Written task 1:
Rewrite only the part of the records from the line containing "Where can the hair" down to the end of the records, changing "car window" to "vehicle window" and keeping everything else the same.

Source:

Chiddushei Rabbeinu Chaim HaLevi Al-HaRambam (Hebrew: חידושי רבינו חיים הלוי על הרמב"ם, lit. Our Rabbi Chaim the Levite's Novellae on Maimonides) is a volume of insights written by Rabbi Chaim Soloveitchik on Maimonides’ Mishneh Torah, it also contains numerous novel understandings of the Talmud. Rabbi Chaim Soloveitchik is known as the founder of the Brisker Derech (also known as Lomdus, the conceptual approach to Talmudic study), and was famous for the brilliant manner with which he reconciled contradictions in Maimonides' writings. The text was written in a very terse style whose intricacy is difficult to decipher even for those very familiar with the Brisker Derech, and was written for those already on a very advanced level of Talmudic and Halachic study. Rabbi Chaim’s son Rabbi Moshe Soloveichik first printed it posthumously in 1936, he stated in the preface that his father wrote it with extreme precision, having “sifted the text seven times over and winnowed it a hundred times more.” Some years later a commentary on Chiddushei Rabbeinu Chaim was written by Rabbi Chaim's student Rabbi Yehezkel Abramsky.

Data listing:

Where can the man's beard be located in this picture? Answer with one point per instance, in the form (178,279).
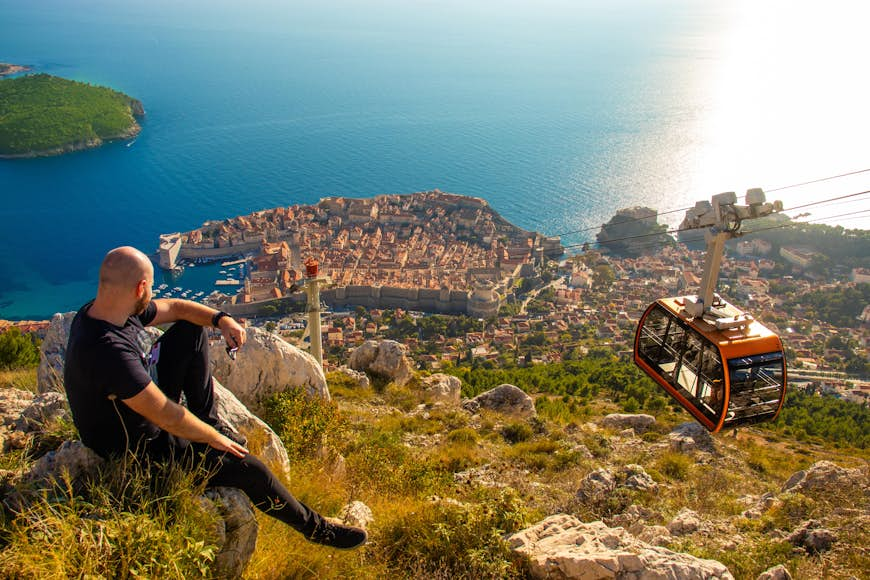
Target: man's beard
(141,305)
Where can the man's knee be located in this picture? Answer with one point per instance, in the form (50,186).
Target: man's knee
(183,331)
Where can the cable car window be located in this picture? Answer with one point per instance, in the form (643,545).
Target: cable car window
(756,387)
(682,357)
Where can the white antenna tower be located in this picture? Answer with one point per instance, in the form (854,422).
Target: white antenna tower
(313,283)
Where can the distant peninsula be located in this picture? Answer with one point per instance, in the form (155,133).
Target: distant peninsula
(7,69)
(43,115)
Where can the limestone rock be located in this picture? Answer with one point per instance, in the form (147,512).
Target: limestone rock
(72,457)
(236,529)
(822,476)
(506,399)
(637,478)
(262,440)
(562,546)
(634,519)
(812,538)
(49,375)
(386,359)
(441,387)
(691,437)
(42,410)
(640,423)
(686,522)
(596,485)
(655,535)
(776,573)
(357,514)
(267,365)
(360,378)
(13,402)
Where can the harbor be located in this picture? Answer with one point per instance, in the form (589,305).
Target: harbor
(198,279)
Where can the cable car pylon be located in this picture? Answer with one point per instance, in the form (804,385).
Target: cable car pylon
(724,367)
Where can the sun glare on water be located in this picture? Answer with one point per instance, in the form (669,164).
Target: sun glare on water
(788,103)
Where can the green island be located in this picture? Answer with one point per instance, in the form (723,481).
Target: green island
(42,115)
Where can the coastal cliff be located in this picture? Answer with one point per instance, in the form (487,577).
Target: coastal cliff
(42,115)
(7,69)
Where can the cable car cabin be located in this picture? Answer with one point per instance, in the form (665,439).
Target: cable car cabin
(724,377)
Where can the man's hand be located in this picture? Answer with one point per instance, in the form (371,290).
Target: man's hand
(224,443)
(233,332)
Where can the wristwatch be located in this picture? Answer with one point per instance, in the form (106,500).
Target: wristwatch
(217,317)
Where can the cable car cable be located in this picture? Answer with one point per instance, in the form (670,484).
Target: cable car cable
(817,180)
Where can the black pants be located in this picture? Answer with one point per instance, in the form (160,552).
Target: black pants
(183,368)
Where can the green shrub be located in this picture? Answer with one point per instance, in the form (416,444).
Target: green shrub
(463,436)
(303,422)
(18,351)
(135,520)
(517,432)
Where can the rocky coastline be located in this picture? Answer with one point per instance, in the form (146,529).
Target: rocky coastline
(7,69)
(84,145)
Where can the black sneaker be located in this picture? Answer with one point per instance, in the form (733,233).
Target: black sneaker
(337,535)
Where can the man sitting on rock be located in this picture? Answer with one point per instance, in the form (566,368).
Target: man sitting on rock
(112,375)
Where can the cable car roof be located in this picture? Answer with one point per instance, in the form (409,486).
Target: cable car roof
(753,338)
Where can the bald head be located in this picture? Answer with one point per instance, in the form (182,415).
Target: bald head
(124,268)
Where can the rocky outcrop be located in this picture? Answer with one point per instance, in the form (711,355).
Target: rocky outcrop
(360,378)
(236,530)
(267,365)
(639,423)
(505,399)
(357,514)
(776,573)
(562,546)
(441,387)
(598,484)
(821,476)
(385,359)
(686,522)
(262,440)
(812,537)
(49,375)
(688,437)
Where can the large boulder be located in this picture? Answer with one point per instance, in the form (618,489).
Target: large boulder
(562,546)
(505,399)
(640,423)
(262,440)
(822,476)
(267,365)
(441,387)
(385,359)
(687,437)
(49,375)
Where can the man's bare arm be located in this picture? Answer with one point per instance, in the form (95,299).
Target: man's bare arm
(170,310)
(153,404)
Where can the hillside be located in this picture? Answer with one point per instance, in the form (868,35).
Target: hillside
(447,479)
(44,115)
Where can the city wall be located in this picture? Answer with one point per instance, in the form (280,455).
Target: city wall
(422,299)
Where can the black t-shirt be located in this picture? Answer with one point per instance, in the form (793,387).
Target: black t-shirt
(105,363)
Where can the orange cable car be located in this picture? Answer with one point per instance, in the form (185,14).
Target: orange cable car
(724,378)
(725,368)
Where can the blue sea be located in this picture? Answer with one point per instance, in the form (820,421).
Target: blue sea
(558,112)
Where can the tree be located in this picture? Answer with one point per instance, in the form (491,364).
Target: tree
(18,350)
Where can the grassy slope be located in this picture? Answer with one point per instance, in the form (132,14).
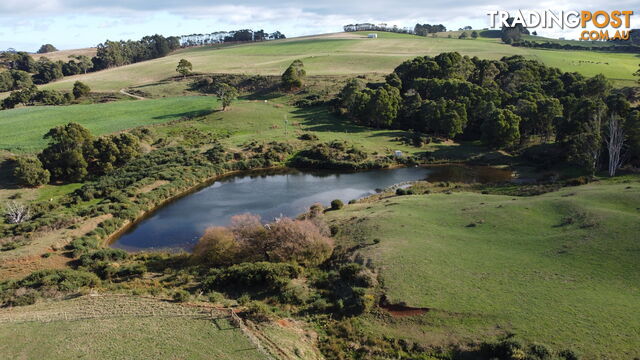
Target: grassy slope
(339,54)
(22,129)
(115,336)
(521,270)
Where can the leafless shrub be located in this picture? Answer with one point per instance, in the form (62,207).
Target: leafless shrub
(16,212)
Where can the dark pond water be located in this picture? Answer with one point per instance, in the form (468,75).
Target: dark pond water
(270,194)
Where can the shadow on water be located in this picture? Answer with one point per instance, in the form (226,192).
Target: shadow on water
(274,193)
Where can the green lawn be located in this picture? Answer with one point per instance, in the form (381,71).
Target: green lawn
(23,128)
(345,54)
(560,268)
(126,338)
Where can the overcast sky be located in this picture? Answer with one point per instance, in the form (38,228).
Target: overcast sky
(26,24)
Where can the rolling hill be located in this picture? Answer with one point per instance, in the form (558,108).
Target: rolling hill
(558,268)
(345,54)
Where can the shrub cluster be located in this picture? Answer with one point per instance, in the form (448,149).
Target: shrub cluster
(247,239)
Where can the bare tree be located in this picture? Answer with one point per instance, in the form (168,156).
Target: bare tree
(615,143)
(16,212)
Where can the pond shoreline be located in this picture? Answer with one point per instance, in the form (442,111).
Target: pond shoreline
(344,189)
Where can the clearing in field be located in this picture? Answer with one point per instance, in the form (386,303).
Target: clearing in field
(118,327)
(559,268)
(23,128)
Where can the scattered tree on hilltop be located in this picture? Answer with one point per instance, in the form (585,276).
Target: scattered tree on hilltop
(46,48)
(184,67)
(293,77)
(226,93)
(80,89)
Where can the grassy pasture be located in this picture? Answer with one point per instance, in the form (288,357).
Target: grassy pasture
(115,335)
(560,268)
(23,128)
(345,54)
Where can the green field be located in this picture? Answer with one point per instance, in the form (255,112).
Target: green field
(48,335)
(23,128)
(560,268)
(345,54)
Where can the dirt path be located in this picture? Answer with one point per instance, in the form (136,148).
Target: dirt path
(122,91)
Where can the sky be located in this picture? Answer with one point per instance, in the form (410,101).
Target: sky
(71,24)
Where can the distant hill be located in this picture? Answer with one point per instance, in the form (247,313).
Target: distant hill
(341,54)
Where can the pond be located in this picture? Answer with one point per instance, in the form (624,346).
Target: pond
(274,193)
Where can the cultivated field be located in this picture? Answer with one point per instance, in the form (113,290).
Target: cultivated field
(560,268)
(345,54)
(23,128)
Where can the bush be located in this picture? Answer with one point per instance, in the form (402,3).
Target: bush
(308,137)
(261,276)
(63,280)
(30,172)
(217,247)
(80,89)
(103,255)
(337,204)
(258,311)
(181,296)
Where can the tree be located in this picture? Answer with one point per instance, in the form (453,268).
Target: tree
(30,172)
(80,89)
(615,142)
(46,48)
(226,93)
(83,62)
(184,67)
(383,107)
(501,129)
(17,213)
(217,247)
(292,78)
(47,71)
(64,157)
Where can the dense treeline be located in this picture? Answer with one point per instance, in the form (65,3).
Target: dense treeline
(118,53)
(419,29)
(626,48)
(73,154)
(505,103)
(229,36)
(31,95)
(426,29)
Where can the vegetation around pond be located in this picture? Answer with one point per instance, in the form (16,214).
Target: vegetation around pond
(422,271)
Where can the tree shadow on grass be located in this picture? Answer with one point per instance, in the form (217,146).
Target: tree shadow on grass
(318,118)
(187,114)
(6,174)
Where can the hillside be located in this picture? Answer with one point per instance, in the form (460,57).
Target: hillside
(124,327)
(558,268)
(345,54)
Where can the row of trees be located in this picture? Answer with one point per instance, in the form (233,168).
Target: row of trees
(31,95)
(376,27)
(418,29)
(506,104)
(109,54)
(228,36)
(426,29)
(118,53)
(73,154)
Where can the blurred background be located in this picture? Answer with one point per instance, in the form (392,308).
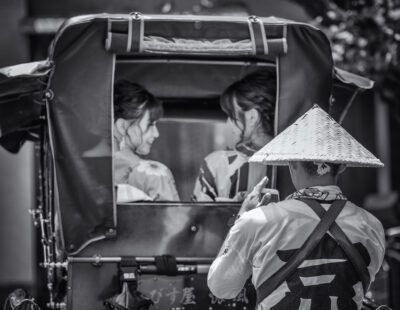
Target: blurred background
(365,36)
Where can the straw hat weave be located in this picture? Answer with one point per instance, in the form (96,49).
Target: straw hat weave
(316,137)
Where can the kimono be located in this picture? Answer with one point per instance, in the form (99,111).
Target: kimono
(224,174)
(153,180)
(263,239)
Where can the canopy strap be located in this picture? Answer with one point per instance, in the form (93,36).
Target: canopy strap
(125,36)
(258,36)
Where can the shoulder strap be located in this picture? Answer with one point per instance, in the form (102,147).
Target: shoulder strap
(349,249)
(266,288)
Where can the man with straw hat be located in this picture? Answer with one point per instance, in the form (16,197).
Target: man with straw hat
(316,249)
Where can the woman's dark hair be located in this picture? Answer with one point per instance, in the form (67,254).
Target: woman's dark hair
(255,91)
(131,102)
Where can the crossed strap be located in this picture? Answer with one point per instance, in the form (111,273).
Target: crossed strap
(327,223)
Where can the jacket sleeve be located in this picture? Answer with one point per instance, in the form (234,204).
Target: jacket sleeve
(232,267)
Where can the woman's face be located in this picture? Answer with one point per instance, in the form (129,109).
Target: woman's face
(141,134)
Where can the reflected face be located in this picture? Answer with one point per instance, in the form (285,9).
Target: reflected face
(142,134)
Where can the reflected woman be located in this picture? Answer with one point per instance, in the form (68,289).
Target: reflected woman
(136,113)
(250,107)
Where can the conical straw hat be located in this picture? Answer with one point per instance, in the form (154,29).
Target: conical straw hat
(316,137)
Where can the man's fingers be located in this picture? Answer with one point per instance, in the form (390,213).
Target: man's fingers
(261,184)
(266,199)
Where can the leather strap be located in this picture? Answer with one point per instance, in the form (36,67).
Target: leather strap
(266,288)
(349,249)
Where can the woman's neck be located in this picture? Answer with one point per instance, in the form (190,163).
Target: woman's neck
(260,138)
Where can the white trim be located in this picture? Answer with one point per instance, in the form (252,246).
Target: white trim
(114,199)
(202,62)
(109,35)
(285,44)
(141,35)
(129,43)
(253,42)
(264,37)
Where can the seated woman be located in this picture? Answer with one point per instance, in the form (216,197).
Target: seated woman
(250,107)
(136,112)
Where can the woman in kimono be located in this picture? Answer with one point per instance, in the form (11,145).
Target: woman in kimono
(136,113)
(250,106)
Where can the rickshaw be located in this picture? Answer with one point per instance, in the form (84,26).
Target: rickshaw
(66,104)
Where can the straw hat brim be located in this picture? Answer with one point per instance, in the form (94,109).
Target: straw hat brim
(315,137)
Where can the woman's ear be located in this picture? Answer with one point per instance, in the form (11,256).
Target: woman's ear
(252,117)
(121,126)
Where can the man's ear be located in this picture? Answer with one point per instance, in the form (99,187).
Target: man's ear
(121,126)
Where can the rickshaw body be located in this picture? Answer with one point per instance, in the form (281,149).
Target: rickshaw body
(187,61)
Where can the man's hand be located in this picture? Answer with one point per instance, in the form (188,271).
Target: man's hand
(253,200)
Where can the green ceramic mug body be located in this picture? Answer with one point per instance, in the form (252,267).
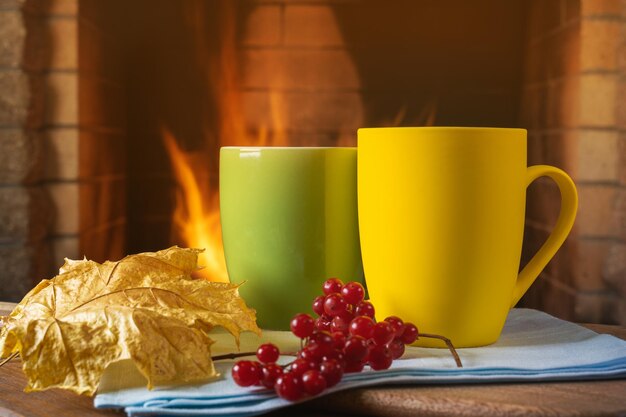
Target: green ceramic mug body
(289,222)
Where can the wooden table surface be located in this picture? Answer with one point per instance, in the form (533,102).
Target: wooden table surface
(587,398)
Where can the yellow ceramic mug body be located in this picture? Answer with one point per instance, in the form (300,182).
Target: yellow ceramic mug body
(441,219)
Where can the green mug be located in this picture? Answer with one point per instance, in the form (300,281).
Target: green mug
(289,222)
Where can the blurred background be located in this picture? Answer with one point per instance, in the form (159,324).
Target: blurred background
(112,114)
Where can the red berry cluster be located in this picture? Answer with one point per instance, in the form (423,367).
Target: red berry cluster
(343,338)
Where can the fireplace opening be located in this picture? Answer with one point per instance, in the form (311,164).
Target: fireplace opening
(129,104)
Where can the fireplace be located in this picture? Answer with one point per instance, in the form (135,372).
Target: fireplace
(112,115)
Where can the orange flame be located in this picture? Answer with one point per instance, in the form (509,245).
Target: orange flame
(196,215)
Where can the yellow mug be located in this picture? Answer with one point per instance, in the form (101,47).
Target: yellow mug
(441,222)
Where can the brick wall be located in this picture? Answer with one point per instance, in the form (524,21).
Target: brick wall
(298,77)
(102,136)
(25,206)
(573,98)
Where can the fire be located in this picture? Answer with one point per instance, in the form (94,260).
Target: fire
(196,215)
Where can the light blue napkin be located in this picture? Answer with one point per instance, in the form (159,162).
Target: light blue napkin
(534,346)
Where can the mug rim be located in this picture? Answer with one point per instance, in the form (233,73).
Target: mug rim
(473,128)
(287,147)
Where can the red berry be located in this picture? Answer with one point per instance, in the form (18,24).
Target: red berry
(362,326)
(247,373)
(365,308)
(323,340)
(302,325)
(397,348)
(271,372)
(339,340)
(356,366)
(353,293)
(409,334)
(397,324)
(267,353)
(300,366)
(355,349)
(311,353)
(313,382)
(289,386)
(383,333)
(318,305)
(332,371)
(335,305)
(322,324)
(340,324)
(332,285)
(379,358)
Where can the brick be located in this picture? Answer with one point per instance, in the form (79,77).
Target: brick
(330,111)
(560,150)
(22,266)
(36,52)
(102,153)
(61,153)
(563,103)
(600,40)
(533,107)
(598,98)
(20,157)
(263,26)
(25,214)
(12,38)
(600,8)
(544,16)
(11,4)
(535,148)
(65,199)
(572,10)
(101,102)
(551,296)
(308,69)
(106,243)
(621,145)
(589,258)
(563,51)
(595,308)
(598,155)
(620,212)
(102,202)
(596,211)
(312,25)
(62,43)
(620,110)
(14,100)
(619,314)
(57,8)
(64,247)
(621,50)
(615,267)
(543,202)
(61,99)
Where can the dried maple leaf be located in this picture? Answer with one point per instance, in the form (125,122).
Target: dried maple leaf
(145,307)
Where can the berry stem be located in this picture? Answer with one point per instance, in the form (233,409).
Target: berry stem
(242,354)
(448,343)
(9,358)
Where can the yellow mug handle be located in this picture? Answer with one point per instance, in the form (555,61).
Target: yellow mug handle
(567,214)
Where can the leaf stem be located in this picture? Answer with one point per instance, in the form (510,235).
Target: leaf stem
(448,343)
(9,358)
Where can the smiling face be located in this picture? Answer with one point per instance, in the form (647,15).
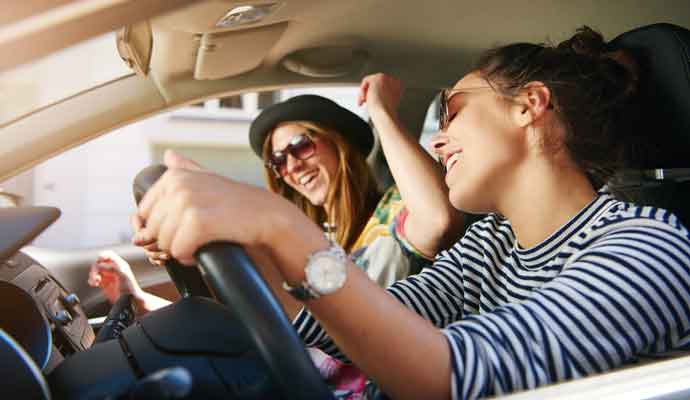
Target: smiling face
(311,177)
(482,146)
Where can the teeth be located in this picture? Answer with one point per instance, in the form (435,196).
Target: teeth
(306,178)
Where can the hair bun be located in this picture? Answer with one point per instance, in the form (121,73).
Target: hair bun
(585,42)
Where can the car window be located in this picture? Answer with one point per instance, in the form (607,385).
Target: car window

Written task 2:
Copy out the entire passage on Chiddushei Rabbeinu Chaim HaLevi Al-HaRambam word for word.

Task answer 1:
Where can the hair bun be located in this picture? Answer with one point per instance, in the form (121,73).
Target: hair bun
(585,42)
Where can the vehicle window be located in this picture? Answer with one point per instance, in the form (607,385).
Target: vehicle window

Task answer 2:
Chiddushei Rabbeinu Chaim HaLevi Al-HaRambam (Hebrew: חידושי רבינו חיים הלוי על הרמב"ם, lit. Our Rabbi Chaim the Levite's Novellae on Maimonides) is a volume of insights written by Rabbi Chaim Soloveitchik on Maimonides’ Mishneh Torah, it also contains numerous novel understandings of the Talmud. Rabbi Chaim Soloveitchik is known as the founder of the Brisker Derech (also known as Lomdus, the conceptual approach to Talmudic study), and was famous for the brilliant manner with which he reconciled contradictions in Maimonides' writings. The text was written in a very terse style whose intricacy is difficult to decipher even for those very familiar with the Brisker Derech, and was written for those already on a very advanced level of Talmudic and Halachic study. Rabbi Chaim’s son Rabbi Moshe Soloveichik first printed it posthumously in 1936, he stated in the preface that his father wrote it with extreme precision, having “sifted the text seven times over and winnowed it a hundred times more.” Some years later a commentary on Chiddushei Rabbeinu Chaim was written by Rabbi Chaim's student Rabbi Yehezkel Abramsky.